• _Textauszug_
○ ○ ○ ○

In Deutschland fehlen hunderttausende Sozialwohnungen, der Bau neuer kommt schleppend voran bei steigendem Bedarf. Das zeigen auch Zahlen einer neuen Studie. Diskutiert wird nun, ob und wie günstiger und schneller gebaut werden kann. Von Kerstin Breinig

In Berlin Lichtenberg wird gebaut: Innerhalb weniger Jahre entsteht ein komplett neues Quartier mit mehrheitlich Sozialwohnungen. 1.500 Wohnungen lässt die Wohnungsbaugesellschaft Gewobag in Modularbauweise hochziehen. Der Vorteil: Das geht deutlich schneller als konventioneller Bau und es ist deutlich billiger.

Die Lichtenberger Baustelle erinnert an Lego. Die Räume werden komplett fertig angeliefert. Bäder zum Beispiel kommen inklusive Waschbecken, Heizkörper und Handtuchhalter auf der Baustelle an und werden mit den anderen Räumen zu Wohnungen zusammengesetzt.

"Die Zeit auf der Baustelle, das zusammenmontieren, das ist doppelt so schnell, wie ein konventioneller Bau, wo Sie Stein auf Stein bauen", erklärt Dietmar Rekow, Niederlassungsleiter der Goldbeck GmbH. Die Firma Goldbeck baut bundesweit modular und produziert selbst die Teile. Ein komplettes Bad werde so innerhalb von 20 Minuten montiert, weil es nur noch angeschlossen und verfugt werden muss. Die Zeiten, in denen Fliesenleger, Maler und Klempner ihre Arbeitsschritte miteinander kombinieren mussten, sind da vorbei.

Die Firma Goldbeck baut auch für die Gewobag, in Berlin-Friedrichshain entstehen mehrere sechsgeschossige Wohnhäuser mit je 30 Wohnungen. "Ein Gebäude bauen wir fix und fertig inklusive Planung für 2.000 Euro pro Quadratmeter Wohnfläche", sagt Rekow. Das ist weniger als die Hälfte des regulären Baupreises. Doch die Modulbauweise ist kein Allheilmittel. Für die Gewerkschaft IG Bau funktioniert das nur, wenn man neue Bauprojekte anlegt, quasi auf der grünen Wiese baut. Nachverdichtung sei, so der Gewerkschaftschef Robert Feiger, nicht so einfach modular möglich.

○ ○ ○ ○

• _Bereitgestelltes Material_
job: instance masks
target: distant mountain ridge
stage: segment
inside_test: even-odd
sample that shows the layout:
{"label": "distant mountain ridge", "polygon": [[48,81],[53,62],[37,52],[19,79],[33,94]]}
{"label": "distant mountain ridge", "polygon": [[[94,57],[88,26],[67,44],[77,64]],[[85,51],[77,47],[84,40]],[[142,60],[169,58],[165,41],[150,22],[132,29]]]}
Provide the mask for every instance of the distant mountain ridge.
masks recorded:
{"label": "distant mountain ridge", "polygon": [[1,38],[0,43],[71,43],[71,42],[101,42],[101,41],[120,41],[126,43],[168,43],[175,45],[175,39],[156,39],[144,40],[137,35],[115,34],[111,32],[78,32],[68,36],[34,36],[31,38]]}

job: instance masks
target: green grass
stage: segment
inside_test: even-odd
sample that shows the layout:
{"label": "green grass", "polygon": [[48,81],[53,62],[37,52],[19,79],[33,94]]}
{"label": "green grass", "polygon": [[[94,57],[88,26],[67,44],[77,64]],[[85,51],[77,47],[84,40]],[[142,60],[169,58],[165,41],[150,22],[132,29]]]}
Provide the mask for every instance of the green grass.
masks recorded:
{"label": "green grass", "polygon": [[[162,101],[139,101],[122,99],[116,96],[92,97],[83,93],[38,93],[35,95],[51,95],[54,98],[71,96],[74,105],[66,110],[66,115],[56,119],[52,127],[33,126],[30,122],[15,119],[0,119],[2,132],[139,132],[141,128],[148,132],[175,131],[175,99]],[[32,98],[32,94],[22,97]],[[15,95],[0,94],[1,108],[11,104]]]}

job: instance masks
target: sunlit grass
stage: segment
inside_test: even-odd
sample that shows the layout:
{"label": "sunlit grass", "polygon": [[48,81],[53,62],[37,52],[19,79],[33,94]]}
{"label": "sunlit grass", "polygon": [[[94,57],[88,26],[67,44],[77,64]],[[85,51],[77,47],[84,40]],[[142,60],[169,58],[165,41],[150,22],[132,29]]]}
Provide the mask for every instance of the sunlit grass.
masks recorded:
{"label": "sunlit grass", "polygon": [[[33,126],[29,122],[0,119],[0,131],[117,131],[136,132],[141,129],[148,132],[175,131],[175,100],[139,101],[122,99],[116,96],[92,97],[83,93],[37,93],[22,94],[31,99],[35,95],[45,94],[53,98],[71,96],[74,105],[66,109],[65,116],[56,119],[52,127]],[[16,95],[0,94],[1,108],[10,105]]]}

○ ○ ○ ○

• _Zu bearbeiten_
**a)** In welcher Zeit wird laut dem Text über den Mangel an Sozialwohnungen ein komplettes Bad montiert?
**b)** Führe den Text über den Mangel an Sozialwohnungen im Anschluss an seinen letzten Satz weiter.
Das Material steht in keinem Zusammenhang mit dem Text über den Mangel an Sozialwohnungen.

• _Lösungen_
**a)** Ein komplettes Bad wird innerhalb von 20 Minuten montiert.

**b)**
Baulücken – 550.000 Wohnungen fehlen

Fakt ist, Deutschland hat insgesamt zu wenig Wohnungen und baut auch zu wenig neu. In der Studie des Pestel-Instituts zum sozialen Wohnungsbau heißt es, dass aktuell 550.000 Wohnungen fehlten, vor allem bezahlbare. Institutsleiter Matthias Günther rechnet in den nächsten Jahren mit einem weiter steigenden Bedarf. Es gingen bis 2035 viele Baby-Boomer mit einer "eher kleinen Rente nach Hause."

Das Bündnis Soziales Wohnen fordert eine weitere Aufstockung der Wohnungsbauförderung. Die neue Bundesregierung wird aufgefordert, am Ziel der gescheiterten Ampel-Regierung festzuhalten, 100.000 neue Sozialbauwohnungen pro Jahr zu fördern. Zuletzt schaffte die Ampel gerade mal 23.000. Dafür müssten Bund und Länder elf Milliarden Euro investieren. Dazu müsse aber auch über die Absenkung der spezifischen notwendigen Fördermittel je Wohnung geredet werden, sagt Günther.

Baukosten müssen dringend runter

Damit gemeint ist, dass die Baukosten dringend nach unten müssen. Das sei möglich, wenn man aufhören würde, "Luxus -Sozialwohnungen" zu bauen, heißt es unisono bei der Studienpräsentation. "Deutschland muss anfangen, das Label 'gut und günstig' auf seine neu gebauten Sozialbauten zu kleben", nennt es Michael Hölker vom Bundesverband Deutscher Baustoff-Fachhandel BDB. Die Wände könnten dünner werden, Dreifachverglasung sei nicht überall notwendig und auch auf Tiefgaragenstellplätze oder große Balkons könne man verzichten. Einsparpotential bis zu 30 Prozent.

Die Folge: die Baukosten pro Quadratmeter würden sinken, die notwendige Fördersumme ebenfalls – und mit dem so gesparten Geld könnte man mehr Wohnungen bauen. In Schleswig-Holstein wird schon billiger gebaut. Möglich ist das, weil die Regelstandards abgesenkt wurden. Die Lärmschutzauflagen wurden verringert, die Wände dürfen dünner sein.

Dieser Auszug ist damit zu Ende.